## Exercise objective
Find every line below that contains the word "approximate" and copy each one. Match case exactly.
(Beginning of Data to process)
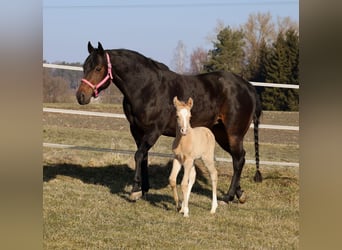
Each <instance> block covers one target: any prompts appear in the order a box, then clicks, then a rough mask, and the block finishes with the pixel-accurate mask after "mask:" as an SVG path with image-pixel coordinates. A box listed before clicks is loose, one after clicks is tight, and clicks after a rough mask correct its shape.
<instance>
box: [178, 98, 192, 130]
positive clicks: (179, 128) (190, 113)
mask: <svg viewBox="0 0 342 250" xmlns="http://www.w3.org/2000/svg"><path fill="white" fill-rule="evenodd" d="M173 105H174V106H175V108H176V116H177V125H178V128H177V129H179V132H180V133H181V134H182V135H186V133H187V132H188V130H189V128H190V127H191V126H190V118H191V108H192V105H193V100H192V98H191V97H190V98H189V99H188V101H187V102H186V103H185V102H182V101H179V100H178V98H177V96H175V97H174V98H173Z"/></svg>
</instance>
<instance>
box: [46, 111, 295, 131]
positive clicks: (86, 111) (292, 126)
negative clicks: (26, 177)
mask: <svg viewBox="0 0 342 250" xmlns="http://www.w3.org/2000/svg"><path fill="white" fill-rule="evenodd" d="M43 112H51V113H62V114H72V115H91V116H101V117H112V118H124V119H125V118H126V116H125V115H124V114H115V113H106V112H94V111H82V110H73V109H55V108H43ZM251 128H253V124H251ZM259 128H265V129H278V130H294V131H299V127H298V126H284V125H269V124H260V125H259Z"/></svg>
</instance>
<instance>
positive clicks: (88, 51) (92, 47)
mask: <svg viewBox="0 0 342 250" xmlns="http://www.w3.org/2000/svg"><path fill="white" fill-rule="evenodd" d="M94 50H95V49H94V47H93V45H91V43H90V41H89V42H88V52H89V54H91V52H93V51H94Z"/></svg>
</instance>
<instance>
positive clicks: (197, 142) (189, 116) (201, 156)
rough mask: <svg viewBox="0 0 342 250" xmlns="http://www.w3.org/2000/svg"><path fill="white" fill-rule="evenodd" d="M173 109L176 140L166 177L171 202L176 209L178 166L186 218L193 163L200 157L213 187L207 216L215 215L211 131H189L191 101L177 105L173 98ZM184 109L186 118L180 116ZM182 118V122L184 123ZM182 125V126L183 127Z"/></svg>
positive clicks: (193, 175)
mask: <svg viewBox="0 0 342 250" xmlns="http://www.w3.org/2000/svg"><path fill="white" fill-rule="evenodd" d="M173 101H174V106H175V108H176V112H177V131H176V138H175V140H174V142H173V145H172V150H173V153H174V155H175V158H174V160H173V166H172V171H171V174H170V177H169V182H170V185H171V187H172V190H173V196H174V200H175V202H176V207H177V209H178V208H179V203H178V202H179V199H178V193H177V188H176V179H177V175H178V173H179V171H180V168H181V166H182V165H183V166H184V176H183V180H182V183H181V186H182V193H183V199H184V202H183V203H182V207H181V209H180V212H183V213H184V216H185V217H187V216H189V208H188V202H189V197H190V192H191V188H192V185H193V184H194V182H195V178H196V170H195V167H194V165H193V164H194V160H195V159H199V158H201V159H202V161H203V163H204V164H205V166H206V167H207V168H208V170H209V173H210V177H211V180H212V187H213V199H212V208H211V213H215V211H216V208H217V197H216V186H217V170H216V168H215V164H214V148H215V137H214V135H213V134H212V132H211V131H210V130H209V129H208V128H206V127H197V128H192V127H191V125H190V117H191V108H192V105H193V100H192V98H189V100H188V101H187V102H186V103H185V102H181V101H179V100H178V98H177V97H174V100H173ZM184 109H186V110H187V116H185V115H183V114H184V113H183V114H182V110H184ZM183 119H186V121H185V122H184V120H183ZM184 125H186V127H184Z"/></svg>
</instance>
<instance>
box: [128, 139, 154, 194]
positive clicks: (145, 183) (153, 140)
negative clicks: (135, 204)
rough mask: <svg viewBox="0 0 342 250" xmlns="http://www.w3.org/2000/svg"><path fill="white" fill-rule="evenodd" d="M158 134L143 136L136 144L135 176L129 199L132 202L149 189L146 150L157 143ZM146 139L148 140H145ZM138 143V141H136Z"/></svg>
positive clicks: (149, 186)
mask: <svg viewBox="0 0 342 250" xmlns="http://www.w3.org/2000/svg"><path fill="white" fill-rule="evenodd" d="M158 137H159V135H158V134H155V133H154V134H152V135H151V134H149V135H148V134H145V136H144V137H143V138H142V140H141V143H138V142H137V145H138V150H137V152H136V153H135V155H134V159H135V174H134V180H133V188H132V192H131V194H130V196H129V199H130V200H132V201H135V200H138V199H140V198H141V197H142V196H143V195H144V194H145V193H147V192H148V190H149V188H150V184H149V180H148V150H150V148H151V147H152V146H153V145H154V143H155V142H156V141H157V139H158ZM146 138H148V139H146ZM136 141H140V140H136Z"/></svg>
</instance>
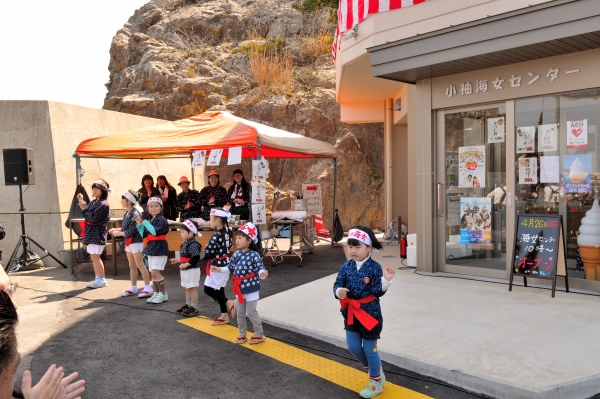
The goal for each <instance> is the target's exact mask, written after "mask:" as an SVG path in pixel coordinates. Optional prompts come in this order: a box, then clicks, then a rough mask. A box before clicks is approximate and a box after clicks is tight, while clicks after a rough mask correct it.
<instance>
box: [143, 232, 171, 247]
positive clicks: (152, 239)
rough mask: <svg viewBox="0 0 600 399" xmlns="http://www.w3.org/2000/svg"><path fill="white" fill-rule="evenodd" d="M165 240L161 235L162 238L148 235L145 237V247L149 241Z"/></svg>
mask: <svg viewBox="0 0 600 399" xmlns="http://www.w3.org/2000/svg"><path fill="white" fill-rule="evenodd" d="M166 239H167V236H166V235H164V234H163V235H162V236H153V235H152V234H148V237H146V245H148V243H149V242H150V241H165V240H166Z"/></svg>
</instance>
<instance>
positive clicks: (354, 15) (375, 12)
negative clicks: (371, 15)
mask: <svg viewBox="0 0 600 399" xmlns="http://www.w3.org/2000/svg"><path fill="white" fill-rule="evenodd" d="M424 1H425V0H340V6H339V8H338V24H337V29H336V31H335V37H334V39H333V46H332V49H331V50H332V57H333V60H334V61H335V54H336V52H337V50H338V44H339V43H340V42H341V40H340V35H341V34H342V33H344V32H346V31H347V30H350V29H352V27H354V25H356V24H359V23H361V22H362V21H364V19H365V18H366V17H367V15H369V14H375V13H377V12H384V11H389V10H395V9H397V8H402V7H408V6H412V5H415V4H419V3H423V2H424Z"/></svg>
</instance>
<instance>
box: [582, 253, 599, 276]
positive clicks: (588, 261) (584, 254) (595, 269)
mask: <svg viewBox="0 0 600 399" xmlns="http://www.w3.org/2000/svg"><path fill="white" fill-rule="evenodd" d="M579 256H580V257H581V260H582V261H583V271H584V273H585V278H586V280H600V245H580V246H579Z"/></svg>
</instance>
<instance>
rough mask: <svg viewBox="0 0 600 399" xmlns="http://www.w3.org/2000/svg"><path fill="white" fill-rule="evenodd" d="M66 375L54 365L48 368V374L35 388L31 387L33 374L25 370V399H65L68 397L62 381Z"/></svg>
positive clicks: (24, 395) (24, 379)
mask: <svg viewBox="0 0 600 399" xmlns="http://www.w3.org/2000/svg"><path fill="white" fill-rule="evenodd" d="M64 375H65V373H64V372H63V368H62V367H59V368H56V365H55V364H53V365H52V366H50V367H49V368H48V371H46V374H44V376H43V377H42V379H41V380H40V382H38V383H37V384H36V385H35V386H34V387H32V386H31V384H32V383H31V372H30V371H29V370H25V372H24V373H23V381H22V382H21V390H22V392H23V396H24V397H25V399H64V398H66V397H67V394H66V392H65V387H64V385H63V384H62V379H63V377H64Z"/></svg>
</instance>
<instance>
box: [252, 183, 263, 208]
mask: <svg viewBox="0 0 600 399" xmlns="http://www.w3.org/2000/svg"><path fill="white" fill-rule="evenodd" d="M266 203H267V184H266V183H261V182H257V183H252V204H266Z"/></svg>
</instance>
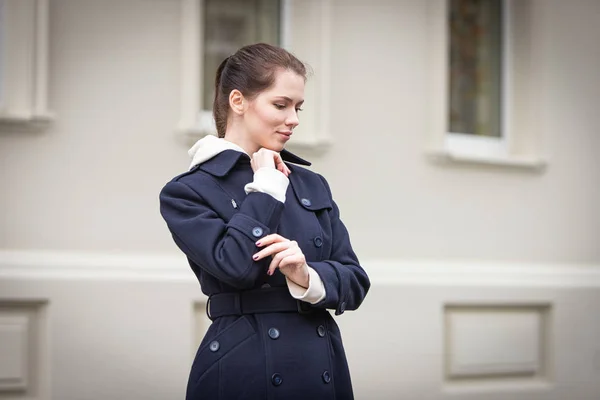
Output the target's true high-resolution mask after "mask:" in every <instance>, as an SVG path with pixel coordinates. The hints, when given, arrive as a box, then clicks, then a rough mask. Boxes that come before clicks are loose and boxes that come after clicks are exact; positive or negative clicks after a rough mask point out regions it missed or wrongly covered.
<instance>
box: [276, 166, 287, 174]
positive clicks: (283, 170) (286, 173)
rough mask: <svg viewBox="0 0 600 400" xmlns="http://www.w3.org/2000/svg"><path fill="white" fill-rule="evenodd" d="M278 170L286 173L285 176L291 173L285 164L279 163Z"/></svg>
mask: <svg viewBox="0 0 600 400" xmlns="http://www.w3.org/2000/svg"><path fill="white" fill-rule="evenodd" d="M277 170H278V171H279V172H281V173H282V174H284V175H285V176H288V175H289V172H288V171H289V170H288V169H287V167H286V166H285V164H279V165H278V166H277Z"/></svg>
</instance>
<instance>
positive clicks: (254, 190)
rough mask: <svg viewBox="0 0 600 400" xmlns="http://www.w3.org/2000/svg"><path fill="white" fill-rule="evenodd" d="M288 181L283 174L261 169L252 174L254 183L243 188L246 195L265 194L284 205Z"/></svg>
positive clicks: (269, 170) (251, 182)
mask: <svg viewBox="0 0 600 400" xmlns="http://www.w3.org/2000/svg"><path fill="white" fill-rule="evenodd" d="M289 183H290V180H289V179H288V177H287V176H285V175H284V174H283V172H281V171H279V170H278V169H275V168H268V167H263V168H259V169H258V170H257V171H256V172H254V181H252V182H250V183H248V184H247V185H246V186H244V190H245V191H246V194H248V193H250V192H261V193H267V194H270V195H271V196H273V197H274V198H275V199H276V200H279V201H280V202H282V203H285V192H286V191H287V187H288V185H289Z"/></svg>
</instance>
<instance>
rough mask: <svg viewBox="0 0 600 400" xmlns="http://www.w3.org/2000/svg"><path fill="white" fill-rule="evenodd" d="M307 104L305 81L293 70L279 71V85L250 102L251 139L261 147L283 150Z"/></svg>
mask: <svg viewBox="0 0 600 400" xmlns="http://www.w3.org/2000/svg"><path fill="white" fill-rule="evenodd" d="M303 102H304V78H303V77H302V76H300V75H298V74H297V73H295V72H293V71H290V70H283V69H282V70H278V71H277V72H276V75H275V83H274V84H273V85H271V87H269V88H268V89H266V90H264V91H262V92H261V93H259V94H258V95H257V96H256V97H255V98H254V99H252V100H250V102H249V106H248V109H247V110H246V112H245V113H244V123H245V125H246V129H247V133H248V135H249V139H250V140H251V141H252V142H253V143H254V144H256V145H257V146H258V147H259V148H260V147H264V148H267V149H269V150H273V151H277V152H279V151H281V150H283V148H284V146H285V144H286V143H287V141H288V140H289V139H290V137H291V136H292V130H293V129H294V128H295V127H296V126H298V124H299V123H300V121H299V120H298V112H299V111H300V107H301V106H302V103H303Z"/></svg>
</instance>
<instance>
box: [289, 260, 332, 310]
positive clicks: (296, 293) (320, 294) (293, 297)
mask: <svg viewBox="0 0 600 400" xmlns="http://www.w3.org/2000/svg"><path fill="white" fill-rule="evenodd" d="M285 281H286V282H287V285H288V290H289V291H290V294H291V295H292V297H293V298H295V299H296V300H302V301H305V302H307V303H310V304H317V303H318V302H320V301H321V300H323V299H324V298H325V285H323V281H322V280H321V277H320V276H319V274H318V273H317V271H315V270H314V269H312V268H311V267H308V289H306V288H303V287H302V286H300V285H297V284H296V283H294V282H292V281H290V280H289V279H287V278H285Z"/></svg>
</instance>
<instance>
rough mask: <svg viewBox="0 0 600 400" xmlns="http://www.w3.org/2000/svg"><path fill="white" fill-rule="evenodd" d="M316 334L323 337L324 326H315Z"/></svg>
mask: <svg viewBox="0 0 600 400" xmlns="http://www.w3.org/2000/svg"><path fill="white" fill-rule="evenodd" d="M317 335H319V336H321V337H325V327H324V326H323V325H319V326H318V327H317Z"/></svg>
(End of Data to process)
## Solved exercise
The goal for each <instance> is the target's exact mask, written after "mask:" as an SVG path in pixel coordinates. Optional prompts come in this order: a box, then clicks, then a rough mask. A box before clicks is approximate and a box after clicks is tight, while clicks after a rough mask correct it.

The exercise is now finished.